Excerpts from segmentation records
====================

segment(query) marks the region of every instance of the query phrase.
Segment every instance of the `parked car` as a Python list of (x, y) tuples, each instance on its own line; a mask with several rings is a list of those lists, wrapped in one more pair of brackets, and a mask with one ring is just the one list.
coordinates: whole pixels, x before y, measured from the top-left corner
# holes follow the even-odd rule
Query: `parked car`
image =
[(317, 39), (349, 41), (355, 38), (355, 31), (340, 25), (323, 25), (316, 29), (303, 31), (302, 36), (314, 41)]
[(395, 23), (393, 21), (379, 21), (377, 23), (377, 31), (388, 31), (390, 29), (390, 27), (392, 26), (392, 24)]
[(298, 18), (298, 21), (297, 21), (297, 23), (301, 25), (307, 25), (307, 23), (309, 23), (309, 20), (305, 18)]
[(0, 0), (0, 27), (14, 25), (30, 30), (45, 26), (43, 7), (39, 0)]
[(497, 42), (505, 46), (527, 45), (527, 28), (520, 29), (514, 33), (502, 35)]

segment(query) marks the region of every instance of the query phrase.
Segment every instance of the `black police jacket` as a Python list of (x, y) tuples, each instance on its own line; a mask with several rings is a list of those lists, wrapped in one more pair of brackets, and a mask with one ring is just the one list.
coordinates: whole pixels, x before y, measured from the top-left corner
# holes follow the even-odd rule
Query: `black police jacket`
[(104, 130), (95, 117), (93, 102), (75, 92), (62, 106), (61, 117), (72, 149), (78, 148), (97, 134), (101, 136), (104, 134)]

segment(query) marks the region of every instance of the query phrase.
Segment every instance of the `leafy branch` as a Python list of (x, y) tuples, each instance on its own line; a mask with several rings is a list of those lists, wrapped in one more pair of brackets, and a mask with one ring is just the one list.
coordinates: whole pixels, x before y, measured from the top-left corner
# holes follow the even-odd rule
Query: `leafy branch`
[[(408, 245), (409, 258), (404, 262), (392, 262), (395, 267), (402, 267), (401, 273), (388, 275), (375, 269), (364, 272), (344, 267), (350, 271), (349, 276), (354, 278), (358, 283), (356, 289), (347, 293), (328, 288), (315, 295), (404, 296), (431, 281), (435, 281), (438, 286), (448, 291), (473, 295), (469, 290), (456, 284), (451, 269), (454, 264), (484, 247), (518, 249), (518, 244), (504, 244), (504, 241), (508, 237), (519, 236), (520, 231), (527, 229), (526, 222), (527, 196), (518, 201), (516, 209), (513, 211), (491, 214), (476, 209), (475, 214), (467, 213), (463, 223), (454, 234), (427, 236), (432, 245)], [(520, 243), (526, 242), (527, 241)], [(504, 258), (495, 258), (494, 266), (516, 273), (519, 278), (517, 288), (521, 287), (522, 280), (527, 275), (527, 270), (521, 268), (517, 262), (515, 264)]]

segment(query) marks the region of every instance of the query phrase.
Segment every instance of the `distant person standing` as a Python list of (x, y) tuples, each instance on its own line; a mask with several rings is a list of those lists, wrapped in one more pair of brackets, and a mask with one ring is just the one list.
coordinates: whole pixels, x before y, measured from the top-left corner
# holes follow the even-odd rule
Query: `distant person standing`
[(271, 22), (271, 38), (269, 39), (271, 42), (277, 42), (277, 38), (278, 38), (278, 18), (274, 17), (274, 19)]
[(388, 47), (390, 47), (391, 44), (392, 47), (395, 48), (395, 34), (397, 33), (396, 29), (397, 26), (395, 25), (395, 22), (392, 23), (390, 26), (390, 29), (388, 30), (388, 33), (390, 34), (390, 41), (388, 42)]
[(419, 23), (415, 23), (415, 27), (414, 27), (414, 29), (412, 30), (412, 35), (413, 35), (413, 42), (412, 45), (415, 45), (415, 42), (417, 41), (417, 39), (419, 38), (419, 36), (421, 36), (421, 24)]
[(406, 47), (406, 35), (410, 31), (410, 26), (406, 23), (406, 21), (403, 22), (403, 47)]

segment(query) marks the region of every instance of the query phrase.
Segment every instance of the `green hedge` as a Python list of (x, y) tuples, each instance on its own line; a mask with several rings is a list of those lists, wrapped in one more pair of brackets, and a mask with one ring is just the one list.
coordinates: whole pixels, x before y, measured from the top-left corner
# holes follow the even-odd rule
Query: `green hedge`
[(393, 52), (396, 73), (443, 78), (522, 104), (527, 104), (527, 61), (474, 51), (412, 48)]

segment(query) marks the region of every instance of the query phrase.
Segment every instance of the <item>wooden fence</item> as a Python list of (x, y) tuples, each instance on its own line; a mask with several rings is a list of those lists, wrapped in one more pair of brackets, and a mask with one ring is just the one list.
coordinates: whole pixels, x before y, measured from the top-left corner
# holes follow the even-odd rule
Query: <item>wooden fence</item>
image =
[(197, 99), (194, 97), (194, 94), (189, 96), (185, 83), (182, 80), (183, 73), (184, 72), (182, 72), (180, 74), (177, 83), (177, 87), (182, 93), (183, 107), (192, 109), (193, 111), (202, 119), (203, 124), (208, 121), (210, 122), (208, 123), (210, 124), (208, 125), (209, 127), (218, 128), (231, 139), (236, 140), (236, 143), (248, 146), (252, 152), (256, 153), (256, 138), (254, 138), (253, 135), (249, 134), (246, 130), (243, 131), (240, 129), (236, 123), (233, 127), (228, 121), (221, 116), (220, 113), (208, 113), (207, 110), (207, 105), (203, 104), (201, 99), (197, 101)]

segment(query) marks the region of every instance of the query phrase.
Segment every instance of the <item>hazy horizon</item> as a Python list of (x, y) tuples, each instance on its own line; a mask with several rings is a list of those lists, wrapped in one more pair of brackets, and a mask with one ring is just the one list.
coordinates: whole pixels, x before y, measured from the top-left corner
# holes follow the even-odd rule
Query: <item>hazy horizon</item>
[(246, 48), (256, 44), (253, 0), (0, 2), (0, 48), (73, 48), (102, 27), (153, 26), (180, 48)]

====================

◆ Given task
Please copy all of the material above verbatim, from its first line to its last.

◆ Task solution
segment(query) marks the region of every instance of the query phrase.
Segment every instance of the `parked car` as a Python list of (x, y) tuples, each instance on its own line; a mask with several rings is a list of those lists, wrapped in one more pair of brackets, and a mask with one ring is just the one list.
coordinates: whole pixels, x before y, measured from the top-left corner
# holes follow the even-odd rule
Query: `parked car`
image =
[(317, 39), (349, 41), (355, 38), (355, 31), (340, 25), (323, 25), (316, 29), (303, 31), (302, 36), (314, 41)]
[(395, 23), (393, 21), (379, 21), (377, 23), (377, 31), (388, 31), (390, 29), (390, 27), (392, 26), (392, 24)]
[(298, 18), (298, 21), (297, 21), (297, 23), (301, 25), (307, 25), (307, 23), (309, 23), (309, 20), (305, 18)]
[(0, 0), (0, 27), (14, 25), (30, 30), (45, 26), (43, 7), (39, 0)]
[(497, 42), (505, 46), (527, 45), (527, 28), (520, 29), (514, 33), (502, 35)]

segment(query) marks the region of every instance of the query phrase.
Segment every instance of the `black police jacket` as a Python list of (x, y) tuples, each instance on its own line; a mask with several rings is a list of those lists, wrapped in one more pair of brackets, and a mask with one ring is just the one list.
coordinates: whole pixels, x before y, measured from the top-left corner
# holes follow the even-odd rule
Query: `black police jacket`
[(104, 130), (95, 117), (93, 102), (75, 92), (62, 106), (61, 117), (72, 149), (78, 148), (97, 134), (101, 136), (104, 134)]

segment(query) marks the region of every instance of the query phrase.
Segment every instance of the `leafy branch` as a Python list of (x, y) tuples, each instance on its own line; a mask with several rings is a list of those lists, wrapped in one more pair of brackets, and a mask with one ring is just the one list.
coordinates: whole pixels, x before y, measured from the top-left corner
# holes follow the even-odd rule
Query: `leafy branch`
[[(408, 245), (409, 258), (404, 262), (392, 262), (395, 267), (402, 267), (401, 273), (388, 275), (375, 269), (364, 272), (344, 267), (350, 271), (349, 276), (354, 278), (358, 283), (356, 289), (347, 293), (328, 288), (315, 295), (404, 296), (431, 281), (435, 281), (438, 286), (448, 291), (473, 295), (469, 290), (456, 284), (451, 269), (454, 264), (484, 247), (518, 249), (518, 244), (504, 244), (504, 241), (508, 237), (519, 236), (520, 231), (527, 229), (526, 222), (527, 196), (518, 201), (516, 209), (513, 211), (491, 214), (476, 209), (475, 214), (467, 213), (463, 223), (454, 234), (427, 236), (432, 245)], [(520, 243), (526, 242), (527, 241)], [(504, 258), (495, 258), (494, 266), (516, 273), (519, 278), (517, 288), (521, 287), (522, 280), (527, 275), (527, 270), (521, 268), (517, 262), (515, 264)]]

segment(query) marks the region of every instance of the query phrase.
Segment every instance of the `distant person standing` as a Python list of (x, y) tuples, each instance on its own line; a mask with several rings is a list of those lists, wrapped in one more pair of brackets, and a mask with one ring is just the one list.
coordinates: whole pixels, x before y, measured from the top-left corner
# holes follow the even-odd rule
Query: `distant person standing`
[(271, 22), (271, 38), (269, 39), (271, 42), (277, 42), (277, 38), (278, 38), (278, 18), (274, 17), (274, 19)]
[(388, 47), (390, 47), (391, 44), (392, 47), (395, 48), (395, 34), (397, 33), (396, 29), (397, 26), (395, 25), (395, 22), (392, 23), (390, 26), (390, 29), (388, 30), (388, 33), (390, 34), (390, 41), (388, 42)]
[(419, 23), (415, 23), (415, 27), (414, 27), (414, 29), (412, 30), (412, 35), (413, 35), (413, 42), (412, 45), (415, 45), (415, 42), (417, 41), (417, 39), (419, 38), (419, 36), (421, 36), (421, 24)]
[(406, 47), (406, 35), (410, 31), (410, 26), (406, 23), (406, 21), (403, 22), (403, 47)]

segment(query) marks the region of every instance of the query phrase.
Segment every instance of the `green hedge` as a Python list of (x, y) tuples, each instance on its own line; a mask with several rings is a list of those lists, wrapped in one more pair of brackets, and a mask with one ring is just the one list.
coordinates: whole pixels, x before y, measured from the top-left corner
# holes follow the even-odd rule
Query: `green hedge`
[(393, 52), (396, 73), (443, 78), (522, 104), (527, 104), (527, 61), (474, 51), (412, 48)]

segment(query) marks the region of every instance of the query phrase.
Segment every instance of the <item>wooden fence</item> as a Python list of (x, y) tuples, each instance on its own line; a mask with several rings is a list of those lists, wrapped in one more pair of brackets, and a mask with one ring is just the one list.
coordinates: whole pixels, x before y, measured from the top-left corner
# holes follow the even-odd rule
Query: <item>wooden fence</item>
image =
[(197, 99), (194, 97), (194, 94), (189, 96), (185, 83), (182, 80), (183, 73), (184, 72), (182, 72), (180, 74), (177, 83), (177, 87), (182, 93), (183, 107), (192, 109), (193, 111), (202, 119), (203, 124), (208, 121), (210, 122), (208, 123), (210, 124), (208, 125), (209, 127), (218, 128), (231, 139), (236, 140), (236, 143), (248, 146), (252, 152), (256, 153), (256, 138), (254, 138), (253, 135), (249, 134), (246, 130), (243, 131), (240, 129), (236, 123), (233, 127), (228, 121), (221, 116), (220, 113), (208, 113), (207, 110), (207, 105), (203, 104), (201, 99), (197, 101)]

segment(query) marks the region of every instance of the query phrase.
Segment every instance of the <item>hazy horizon</item> as a Python list of (x, y) tuples, each instance on its own line; a mask with several rings is a list of those lists, wrapped in one more pair of brackets, and a mask with one ring is just the one list.
coordinates: whole pixels, x before y, measured from the top-left corner
# holes follow the even-odd rule
Query: <item>hazy horizon</item>
[(246, 48), (256, 44), (253, 0), (0, 2), (0, 48), (73, 48), (102, 27), (153, 26), (180, 48)]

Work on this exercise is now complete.